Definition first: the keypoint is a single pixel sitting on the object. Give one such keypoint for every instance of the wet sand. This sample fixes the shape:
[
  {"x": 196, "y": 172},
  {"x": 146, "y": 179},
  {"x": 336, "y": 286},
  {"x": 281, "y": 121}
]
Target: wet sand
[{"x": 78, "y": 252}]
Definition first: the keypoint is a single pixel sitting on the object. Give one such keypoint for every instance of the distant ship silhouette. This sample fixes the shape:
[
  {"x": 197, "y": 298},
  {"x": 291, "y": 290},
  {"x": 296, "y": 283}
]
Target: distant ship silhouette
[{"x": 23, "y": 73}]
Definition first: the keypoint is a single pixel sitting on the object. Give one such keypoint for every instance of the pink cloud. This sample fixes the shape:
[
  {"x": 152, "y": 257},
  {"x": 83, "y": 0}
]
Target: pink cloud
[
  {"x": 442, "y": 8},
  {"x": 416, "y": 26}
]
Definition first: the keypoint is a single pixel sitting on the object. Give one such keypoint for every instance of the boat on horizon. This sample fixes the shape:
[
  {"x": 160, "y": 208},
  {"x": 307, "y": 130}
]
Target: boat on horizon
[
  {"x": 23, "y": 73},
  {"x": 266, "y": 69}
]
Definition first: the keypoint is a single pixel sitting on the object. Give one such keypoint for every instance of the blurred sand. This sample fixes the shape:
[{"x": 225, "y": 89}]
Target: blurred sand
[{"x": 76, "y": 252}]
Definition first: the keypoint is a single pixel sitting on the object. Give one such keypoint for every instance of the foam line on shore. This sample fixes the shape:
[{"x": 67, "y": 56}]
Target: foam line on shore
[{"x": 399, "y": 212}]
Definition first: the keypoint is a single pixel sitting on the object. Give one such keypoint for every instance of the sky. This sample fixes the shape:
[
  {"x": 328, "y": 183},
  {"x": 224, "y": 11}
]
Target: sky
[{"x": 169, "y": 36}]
----
- [Task prompt]: The records above should be repeated in full, exactly as given.

- [Completed exercise]:
Definition first: the keypoint is a single pixel sitting on the object. Give one such keypoint for every instance of the wet sand. This sample fixes the shape:
[
  {"x": 196, "y": 172},
  {"x": 146, "y": 179},
  {"x": 336, "y": 286},
  {"x": 281, "y": 121}
]
Target: wet sand
[{"x": 78, "y": 252}]
Definition first: the keypoint is a single pixel sitting on the object. Give one such keypoint for every instance of the distant ship silhouette. This sample fixes the shape:
[
  {"x": 197, "y": 298},
  {"x": 291, "y": 290},
  {"x": 296, "y": 283}
]
Target: distant ship silhouette
[{"x": 23, "y": 73}]
Definition first: the keypoint is a single pixel sitting on the object. Give one such keypoint for every instance of the pink cloud. This sample fixes the shape:
[
  {"x": 152, "y": 257},
  {"x": 83, "y": 0}
]
Target: pink cloud
[
  {"x": 442, "y": 8},
  {"x": 416, "y": 26}
]
Definition first: the keypoint is a single pixel sitting on the object. Give one such keypoint for every instance of the boat on horizon. This sample fixes the shape:
[
  {"x": 160, "y": 208},
  {"x": 307, "y": 130}
]
Target: boat on horizon
[
  {"x": 23, "y": 73},
  {"x": 266, "y": 69}
]
Definition first: the keypoint is a single pixel sitting on the object. Give one such keypoint for every instance of the blurred sand. This sample fixes the shape:
[{"x": 225, "y": 89}]
Target: blurred sand
[{"x": 76, "y": 252}]
Definition first: the keypoint is a single pixel sitting on the object. Give one such keypoint for every instance of the foam line on shore. This sample fixes the shape:
[{"x": 67, "y": 56}]
Target: foam line on shore
[{"x": 399, "y": 212}]
Definition first: the keypoint is a single pixel sitting on the object. Give one such keypoint for every instance of the sky. This sample fixes the shape:
[
  {"x": 328, "y": 183},
  {"x": 224, "y": 11}
]
Target: sky
[{"x": 169, "y": 36}]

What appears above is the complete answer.